_Given task 1:_ From the agent chat serialization excerpt, print the stretch from "# Restore agents" through "the captured state.".
_Given task 2:_
Check each statement against the agent chat serialization excerpt. Answer yes or no, and quote the exact words of the excerpt that settle it.
(a) In the encoded state option, each discrete state is base64 encoded.
(b) The pro listed for the encoded state option is that it makes the state easier to inspect.
(c) In the Python example, the agent-chat is restored by calling the serializer's deserialize method on the chat.

_Selected extract:_
****************

Deserialize Example:

(dotnet)

c#
// Create agents
ChatCompletionAgent agent1 = ...;
OpenAIAssistantAgent agent2 = ...;

Dictionary<string, Agent> agents =
    new()
    {
        { agent1.Id, agent1 },
        { agent2.Id, agent2 },
    }

// Initialize the deserialization stream
async using Stream stream = ...;
AgentChatSerializer serializer = AgentChatSerializer.Deserialize(stream);

// Create agent-chat
AgentGroupChat chat = new();

// Restore agents
foreach (ChatParticipant participant in serializer.GetParticipants())
{
    chat.AddAgent(agents[participant.Id]);
}

// Restore chat
serializer.Deserialize(chat);

// Continue chat
await chat.InvokeAsync();

(python)

python
# Create agents
agent1 = ChatCompletionAgent(...)
agent2 = OpenAIAssistantAgent(...)

agents = {
    agent1.id: agent1,
    agent2.id: agent2,
}

# Initialize the serialization stream
async with ... as stream:
serializer = await AgentChatSerializer.serialize(stream)

# Create agent-chat
chat = AgentGroupChat(agent1, agent2)

# Restore agents
for participant in serializer.get_participants():
    chat.add_agent(agents[participant.id])
    
# Restore agent-chat
await serializer.deserialize(chat)

# Continue chat
await chat.invoke();

3. Encoded State

This option is identical to the second option; however, each discrete state is base64 encoded to discourage modification / manipulation of the captured state.

Pro:

  • Discourages ability to inspect and modify.

****************

_Information shown:_
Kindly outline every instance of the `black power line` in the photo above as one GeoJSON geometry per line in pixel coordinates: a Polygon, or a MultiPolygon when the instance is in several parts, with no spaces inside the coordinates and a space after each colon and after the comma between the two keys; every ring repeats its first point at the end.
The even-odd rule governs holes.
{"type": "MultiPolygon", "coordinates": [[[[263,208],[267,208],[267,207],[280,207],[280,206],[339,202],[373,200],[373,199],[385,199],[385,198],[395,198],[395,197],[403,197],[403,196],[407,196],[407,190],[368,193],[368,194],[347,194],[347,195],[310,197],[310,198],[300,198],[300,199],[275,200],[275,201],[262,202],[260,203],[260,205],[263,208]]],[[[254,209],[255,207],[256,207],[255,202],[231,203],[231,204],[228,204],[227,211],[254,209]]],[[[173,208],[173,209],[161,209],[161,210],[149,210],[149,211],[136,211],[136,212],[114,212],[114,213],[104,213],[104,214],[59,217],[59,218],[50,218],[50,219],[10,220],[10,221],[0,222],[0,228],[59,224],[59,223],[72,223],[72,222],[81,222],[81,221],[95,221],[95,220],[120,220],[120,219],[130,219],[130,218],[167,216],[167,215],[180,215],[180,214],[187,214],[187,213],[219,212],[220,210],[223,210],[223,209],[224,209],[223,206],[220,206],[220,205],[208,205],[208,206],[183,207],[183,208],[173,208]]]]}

****************

_Task result 1:_
# Restore agents
for participant in serializer.get_participants():
    chat.add_agent(agents[participant.id])
    
# Restore agent-chat
await serializer.deserialize(chat)

# Continue chat
await chat.invoke();

3. Encoded State

This option is identical to the second option; however, each discrete state is base64 encoded to discourage modification / manipulation of the captured state.

_Task result 2:_
(a) Yes: "each discrete state is base64 encoded to discourage modification / manipulation of the captured state."
(b) No: "Discourages ability to inspect and modify."
(c) Yes: "await serializer.deserialize(chat)"